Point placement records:
^^^^^^^^

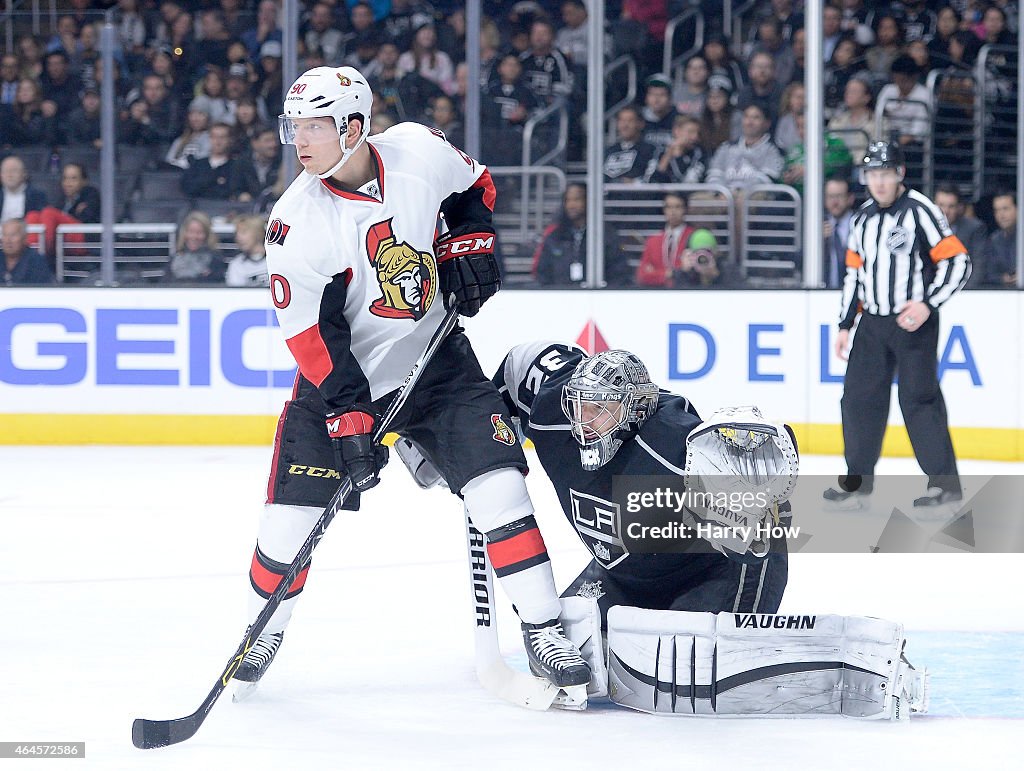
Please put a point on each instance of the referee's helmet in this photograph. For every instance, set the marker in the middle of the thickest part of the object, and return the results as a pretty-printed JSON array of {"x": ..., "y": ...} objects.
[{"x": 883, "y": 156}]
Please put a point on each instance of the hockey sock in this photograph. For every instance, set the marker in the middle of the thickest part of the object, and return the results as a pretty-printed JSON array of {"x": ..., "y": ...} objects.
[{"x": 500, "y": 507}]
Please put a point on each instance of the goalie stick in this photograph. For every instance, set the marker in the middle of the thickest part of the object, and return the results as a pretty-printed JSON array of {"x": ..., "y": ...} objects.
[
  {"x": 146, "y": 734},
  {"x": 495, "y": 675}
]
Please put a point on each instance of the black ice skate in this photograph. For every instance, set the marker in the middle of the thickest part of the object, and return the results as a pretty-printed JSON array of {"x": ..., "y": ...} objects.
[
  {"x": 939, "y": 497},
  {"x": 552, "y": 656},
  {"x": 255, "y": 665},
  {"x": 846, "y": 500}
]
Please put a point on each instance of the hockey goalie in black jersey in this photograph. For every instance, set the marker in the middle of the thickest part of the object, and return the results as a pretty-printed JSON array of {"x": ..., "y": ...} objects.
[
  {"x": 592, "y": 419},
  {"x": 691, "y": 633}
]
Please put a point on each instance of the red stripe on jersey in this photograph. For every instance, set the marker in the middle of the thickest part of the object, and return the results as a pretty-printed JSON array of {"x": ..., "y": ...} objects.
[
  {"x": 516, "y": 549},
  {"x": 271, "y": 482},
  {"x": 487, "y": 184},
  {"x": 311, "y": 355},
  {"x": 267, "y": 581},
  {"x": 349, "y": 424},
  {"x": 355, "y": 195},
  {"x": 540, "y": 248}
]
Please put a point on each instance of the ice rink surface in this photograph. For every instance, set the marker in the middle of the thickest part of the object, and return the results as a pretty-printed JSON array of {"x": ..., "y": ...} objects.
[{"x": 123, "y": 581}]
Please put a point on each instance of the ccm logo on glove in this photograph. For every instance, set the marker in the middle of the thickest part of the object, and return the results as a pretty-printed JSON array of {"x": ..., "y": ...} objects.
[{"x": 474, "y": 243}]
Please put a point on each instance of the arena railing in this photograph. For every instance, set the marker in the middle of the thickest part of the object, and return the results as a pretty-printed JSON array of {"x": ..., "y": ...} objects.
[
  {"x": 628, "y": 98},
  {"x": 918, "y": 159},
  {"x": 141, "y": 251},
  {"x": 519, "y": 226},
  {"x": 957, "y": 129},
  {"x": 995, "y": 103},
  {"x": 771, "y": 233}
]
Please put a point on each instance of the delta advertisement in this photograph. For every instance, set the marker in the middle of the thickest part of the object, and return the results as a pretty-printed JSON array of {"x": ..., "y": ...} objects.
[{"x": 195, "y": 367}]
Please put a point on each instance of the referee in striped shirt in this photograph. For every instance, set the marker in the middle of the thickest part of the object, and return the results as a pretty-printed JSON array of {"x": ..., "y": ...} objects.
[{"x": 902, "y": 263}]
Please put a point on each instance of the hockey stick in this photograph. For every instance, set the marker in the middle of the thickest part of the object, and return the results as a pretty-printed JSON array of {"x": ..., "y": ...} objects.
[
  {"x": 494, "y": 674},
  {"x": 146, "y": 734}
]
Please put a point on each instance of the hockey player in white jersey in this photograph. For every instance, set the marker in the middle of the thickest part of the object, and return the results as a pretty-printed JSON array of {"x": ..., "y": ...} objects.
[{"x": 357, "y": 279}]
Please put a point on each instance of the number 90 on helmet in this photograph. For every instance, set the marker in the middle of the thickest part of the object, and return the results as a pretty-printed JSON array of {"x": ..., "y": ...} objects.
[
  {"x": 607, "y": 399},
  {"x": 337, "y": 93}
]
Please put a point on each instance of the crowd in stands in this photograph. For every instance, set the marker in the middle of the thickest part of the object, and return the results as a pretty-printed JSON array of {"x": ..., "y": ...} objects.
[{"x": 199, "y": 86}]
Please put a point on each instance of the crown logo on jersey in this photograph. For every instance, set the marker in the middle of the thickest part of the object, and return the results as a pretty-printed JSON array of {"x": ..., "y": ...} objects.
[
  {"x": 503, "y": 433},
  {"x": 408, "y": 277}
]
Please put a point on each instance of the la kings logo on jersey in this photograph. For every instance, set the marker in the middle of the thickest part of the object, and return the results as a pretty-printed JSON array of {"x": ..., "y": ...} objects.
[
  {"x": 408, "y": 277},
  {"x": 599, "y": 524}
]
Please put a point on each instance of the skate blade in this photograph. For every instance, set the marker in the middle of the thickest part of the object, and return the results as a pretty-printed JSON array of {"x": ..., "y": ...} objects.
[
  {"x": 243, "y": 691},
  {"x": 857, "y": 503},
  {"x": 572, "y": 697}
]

^^^^^^^^

GIVEN REQUEST:
Repeat only the stretch of lines that begins at the line containing "Please put a point on each instance of the crowd" and ends at the last line above, both included.

EXPECTED ANSWER:
Please put a point on each instance of the crowd in stands in this photograph. For every instance, set the marker in the middle of the thickest part of the object, and return the results as a pretty-printed JSON array of {"x": ..., "y": ...} objects.
[{"x": 199, "y": 86}]
Please put a point on each instance of the crown logo on jersey in this photograph. For every instance, set the marker in the middle of the thickest part of the object, and return the results as a pretty-printed JSON array of {"x": ..., "y": ...} objects.
[
  {"x": 503, "y": 433},
  {"x": 408, "y": 277}
]
Please put a point on each instance of the la kings logo on jersey in this photograph. For every instance, set the marker in the middle of the thickest part of the object, and return the results as a pretty-printed JSON array of {"x": ..., "y": ...} objects.
[
  {"x": 408, "y": 277},
  {"x": 599, "y": 524}
]
Please put a point on each instance of the skate blade in this photograph. For every instance, set the marker in the middle of the thickest part of the object, and return the results as a pretty-printed JSON array of {"x": ..., "y": ...} objects.
[
  {"x": 243, "y": 691},
  {"x": 857, "y": 503},
  {"x": 572, "y": 697}
]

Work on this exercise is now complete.